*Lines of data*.

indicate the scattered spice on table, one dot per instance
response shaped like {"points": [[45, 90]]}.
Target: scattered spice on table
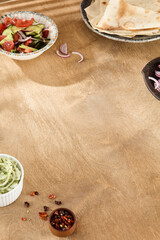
{"points": [[156, 82], [63, 52], [58, 202], [52, 196], [46, 208], [26, 204], [43, 215], [62, 220], [34, 193]]}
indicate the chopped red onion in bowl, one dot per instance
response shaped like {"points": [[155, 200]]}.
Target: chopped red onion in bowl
{"points": [[157, 73], [63, 49], [156, 83], [62, 55], [79, 55]]}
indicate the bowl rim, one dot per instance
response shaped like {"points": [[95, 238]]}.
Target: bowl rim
{"points": [[22, 171], [145, 72], [49, 44], [66, 209], [115, 37]]}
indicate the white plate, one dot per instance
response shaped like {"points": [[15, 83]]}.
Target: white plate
{"points": [[49, 23], [136, 39]]}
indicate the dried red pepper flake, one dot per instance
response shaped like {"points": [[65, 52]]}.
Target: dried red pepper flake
{"points": [[52, 196], [46, 208], [58, 202], [34, 193], [26, 204], [43, 215], [62, 220]]}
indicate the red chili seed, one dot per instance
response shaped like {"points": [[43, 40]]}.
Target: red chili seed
{"points": [[26, 204], [58, 202], [46, 208], [32, 194], [52, 196], [43, 215]]}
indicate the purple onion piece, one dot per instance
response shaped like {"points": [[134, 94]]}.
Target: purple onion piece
{"points": [[61, 55], [156, 83], [157, 73], [77, 53], [63, 48]]}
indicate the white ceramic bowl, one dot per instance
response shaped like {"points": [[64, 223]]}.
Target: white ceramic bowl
{"points": [[10, 197], [49, 24]]}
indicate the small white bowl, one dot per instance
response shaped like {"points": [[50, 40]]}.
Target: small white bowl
{"points": [[49, 24], [10, 197]]}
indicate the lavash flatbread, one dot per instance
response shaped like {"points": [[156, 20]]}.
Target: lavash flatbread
{"points": [[125, 19]]}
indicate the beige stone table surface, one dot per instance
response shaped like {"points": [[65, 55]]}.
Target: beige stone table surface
{"points": [[89, 133]]}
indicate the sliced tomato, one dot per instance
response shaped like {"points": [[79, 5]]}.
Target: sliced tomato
{"points": [[29, 41], [8, 21], [24, 23], [8, 45], [2, 37], [16, 37], [2, 27], [45, 33], [27, 50]]}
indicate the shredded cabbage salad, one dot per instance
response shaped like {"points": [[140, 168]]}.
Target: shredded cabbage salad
{"points": [[10, 174]]}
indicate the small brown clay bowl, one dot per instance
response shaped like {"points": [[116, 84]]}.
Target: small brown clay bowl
{"points": [[149, 71], [60, 233]]}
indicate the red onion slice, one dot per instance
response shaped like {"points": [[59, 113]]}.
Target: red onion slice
{"points": [[77, 53], [63, 49], [156, 83], [61, 55], [24, 40], [157, 73]]}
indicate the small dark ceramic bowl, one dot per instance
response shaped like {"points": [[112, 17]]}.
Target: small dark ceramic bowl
{"points": [[149, 71], [60, 233]]}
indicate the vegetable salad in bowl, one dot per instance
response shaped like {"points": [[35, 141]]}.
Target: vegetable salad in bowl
{"points": [[10, 174], [22, 36], [11, 179], [26, 35]]}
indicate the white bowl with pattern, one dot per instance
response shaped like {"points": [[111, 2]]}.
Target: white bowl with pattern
{"points": [[11, 196], [27, 15]]}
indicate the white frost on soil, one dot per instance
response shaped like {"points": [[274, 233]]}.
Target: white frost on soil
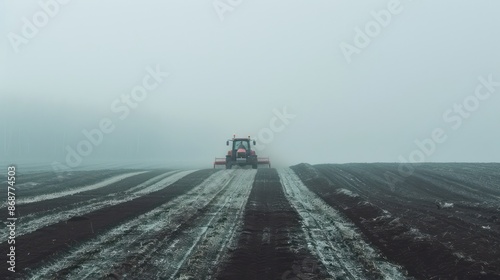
{"points": [[163, 258], [38, 220], [333, 239]]}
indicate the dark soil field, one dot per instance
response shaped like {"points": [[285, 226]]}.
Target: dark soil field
{"points": [[331, 221]]}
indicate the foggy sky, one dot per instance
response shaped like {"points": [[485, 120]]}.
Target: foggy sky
{"points": [[232, 76]]}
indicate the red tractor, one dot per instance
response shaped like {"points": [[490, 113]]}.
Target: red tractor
{"points": [[241, 154]]}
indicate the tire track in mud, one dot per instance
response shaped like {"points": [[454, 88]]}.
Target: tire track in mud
{"points": [[408, 228], [333, 239], [43, 244], [41, 219], [185, 235], [271, 244]]}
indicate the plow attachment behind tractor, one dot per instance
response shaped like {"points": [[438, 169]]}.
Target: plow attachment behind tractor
{"points": [[241, 154]]}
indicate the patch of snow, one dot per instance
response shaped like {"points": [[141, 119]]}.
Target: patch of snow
{"points": [[347, 192]]}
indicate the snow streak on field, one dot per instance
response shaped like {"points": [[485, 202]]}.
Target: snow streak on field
{"points": [[76, 190], [184, 236], [332, 238]]}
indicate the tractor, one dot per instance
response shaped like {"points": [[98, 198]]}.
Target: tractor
{"points": [[241, 154]]}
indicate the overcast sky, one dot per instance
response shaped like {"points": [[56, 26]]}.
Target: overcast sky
{"points": [[311, 81]]}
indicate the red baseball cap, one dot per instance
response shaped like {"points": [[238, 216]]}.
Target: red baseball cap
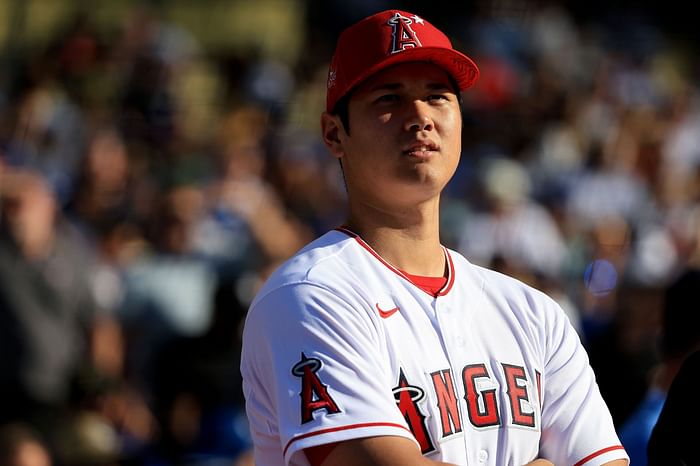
{"points": [[389, 38]]}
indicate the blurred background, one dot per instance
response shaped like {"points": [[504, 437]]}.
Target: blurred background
{"points": [[158, 159]]}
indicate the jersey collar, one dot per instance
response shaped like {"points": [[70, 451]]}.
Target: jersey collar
{"points": [[450, 265]]}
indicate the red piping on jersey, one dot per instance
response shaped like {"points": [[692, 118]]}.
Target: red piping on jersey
{"points": [[598, 453], [337, 429], [450, 264]]}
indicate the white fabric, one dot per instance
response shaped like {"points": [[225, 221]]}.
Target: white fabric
{"points": [[322, 304]]}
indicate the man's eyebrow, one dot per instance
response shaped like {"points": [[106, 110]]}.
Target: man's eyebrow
{"points": [[439, 86], [386, 87], [433, 86]]}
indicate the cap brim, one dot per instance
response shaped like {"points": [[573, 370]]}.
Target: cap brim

*Aim of the task*.
Without the pictures, return the entries exactly as they appear.

*Expected output*.
indicate the scattered spice on table, one dot per instance
response shaped like {"points": [[45, 90]]}.
Target: scattered spice on table
{"points": [[156, 82], [63, 52], [58, 202], [52, 196], [46, 208], [26, 204], [43, 215], [62, 220], [34, 193]]}
indicate the chopped red onion in bowl, one dot per instance
response shaped like {"points": [[155, 200]]}.
Target: chopped red onion in bowl
{"points": [[157, 73], [63, 49], [156, 83], [62, 55], [79, 55]]}
indicate the bowl rim, one dot per instance
response shaped like {"points": [[95, 238]]}.
Target: bowl rim
{"points": [[22, 171], [145, 72], [49, 44], [66, 209], [115, 37]]}
indicate the white plate, one dot per instance
response shaped like {"points": [[15, 83]]}.
Target: white plate
{"points": [[49, 23], [136, 39]]}
indicate the dried red pepper flake, one dot per instance
response shaped like {"points": [[65, 52]]}.
Target: dried red pepper flake
{"points": [[52, 196], [46, 208], [58, 202], [34, 193], [26, 204], [43, 215], [62, 220]]}
indicate the red chili seed, one dot per instance
response shaped like {"points": [[43, 40]]}.
Target: red chili seed
{"points": [[26, 204], [58, 202], [46, 208], [32, 194], [52, 196], [43, 215]]}
indicate the purple onion piece, one dot per instance
response shaped like {"points": [[134, 94]]}.
Target: purple onion piece
{"points": [[61, 55], [156, 83], [157, 73], [77, 53], [63, 48]]}
indicate the white ceramic bowl, one dot per instance
response shaped like {"points": [[64, 223]]}.
Target: white ceramic bowl
{"points": [[10, 197], [49, 24]]}
indicate the small white bowl, one dot per instance
response shaped like {"points": [[50, 40]]}.
Target: small white bowl
{"points": [[49, 24], [10, 197]]}
indicate the lavash flatbread, one dot per instance
response shaped like {"points": [[156, 20]]}.
Target: lavash flatbread
{"points": [[125, 19]]}
indicate the beige stone table surface, one dot per instance
response shaped like {"points": [[65, 55]]}.
Target: beige stone table surface
{"points": [[89, 133]]}
indicate the sliced tomato, one dot per instance
response shaped like {"points": [[79, 5]]}.
Target: sliced tomato
{"points": [[29, 41], [8, 21], [24, 23], [8, 45], [2, 37], [16, 37], [2, 27], [45, 33], [27, 50]]}
indicate the shredded cabbage salad, one dot per instance
response shaped like {"points": [[140, 168]]}.
Target: shredded cabbage salad
{"points": [[10, 174]]}
indicate the small brown clay bowl, one dot per instance
response shaped like {"points": [[116, 84]]}.
Target: small brown clay bowl
{"points": [[149, 71], [60, 233]]}
indicate the red onion slice, one dot per instance
response shaped like {"points": [[59, 113]]}.
Target: red onion slice
{"points": [[77, 53], [63, 49], [156, 83], [61, 55], [24, 40], [157, 73]]}
indicate the small dark ceramic bowl, one dot per instance
response shaped like {"points": [[112, 17]]}.
Target: small dark ceramic bowl
{"points": [[149, 71], [60, 233]]}
indicate the vegetable salad in bowl, one dot per instance
response shaped like {"points": [[35, 141]]}.
Target: vegetable salad in bowl
{"points": [[10, 174], [22, 36], [11, 179], [26, 35]]}
indicate the white bowl with pattern, one dot per instance
response shaped like {"points": [[111, 2]]}.
Target: white bowl with pattern
{"points": [[11, 196], [27, 15]]}
indicate the white frost on soil, one dot per instance
response shaped like {"points": [[274, 233]]}.
Target: white frost on soil
{"points": [[163, 258], [38, 220], [333, 239]]}
indicate the dark soil field, one dot per instance
response shaped like {"points": [[285, 226]]}.
Target: dark soil field
{"points": [[331, 221]]}
indicate the foggy sky, one dot per instance
response shaped like {"points": [[485, 120]]}.
Target: foggy sky
{"points": [[232, 76]]}
indicate the red tractor, one dot per instance
response shaped like {"points": [[490, 113]]}.
Target: red tractor
{"points": [[241, 154]]}
indicate the tire track in mud, one dot per instance
response shaped like {"points": [[454, 88]]}.
Target: tire track in mud
{"points": [[408, 228], [333, 239], [43, 244], [41, 219], [185, 235], [271, 244]]}
indicate the plow attachment behind tractor, one dot per instance
response shaped like {"points": [[438, 169]]}.
Target: plow attachment behind tractor
{"points": [[241, 154]]}
indicate the patch of snow, one dot per instance
response shaped like {"points": [[141, 119]]}.
Target: patch of snow
{"points": [[347, 192]]}
indicate the snow streak on field, one dot per instance
response shaped like {"points": [[485, 202]]}.
Target: snow streak on field
{"points": [[76, 190], [184, 236], [332, 238]]}
indicate the tractor, one dot per instance
response shaped like {"points": [[98, 198]]}.
Target: tractor
{"points": [[241, 154]]}
indicate the overcast sky, one dot per instance
response shaped like {"points": [[56, 26]]}.
Target: overcast sky
{"points": [[311, 81]]}
indicate the red baseball cap, one dot per instance
response shaped like {"points": [[238, 216]]}.
Target: red baseball cap
{"points": [[389, 38]]}
indicate the blurred background, one dot per instance
response shaped like {"points": [[504, 437]]}.
Target: blurred background
{"points": [[158, 159]]}
indicate the jersey collar, one dot per instance
response shaped like {"points": [[70, 451]]}.
Target: jersey collar
{"points": [[450, 265]]}
indicate the red piping on jersey, one dot per instance
response shaped like {"points": [[692, 118]]}.
Target: red piping on jersey
{"points": [[598, 453], [337, 429], [450, 264]]}
indicate the white fabric, one dot per instance
response shaped like {"points": [[225, 221]]}.
Target: white fabric
{"points": [[322, 304]]}
indicate the man's eyebrow, one dot per instance
response shaped like {"points": [[106, 110]]}.
Target: man's eyebrow
{"points": [[439, 86], [386, 87], [433, 86]]}
indicate the cap brim, one dot per instance
response shaped like {"points": [[573, 370]]}.
Target: cap brim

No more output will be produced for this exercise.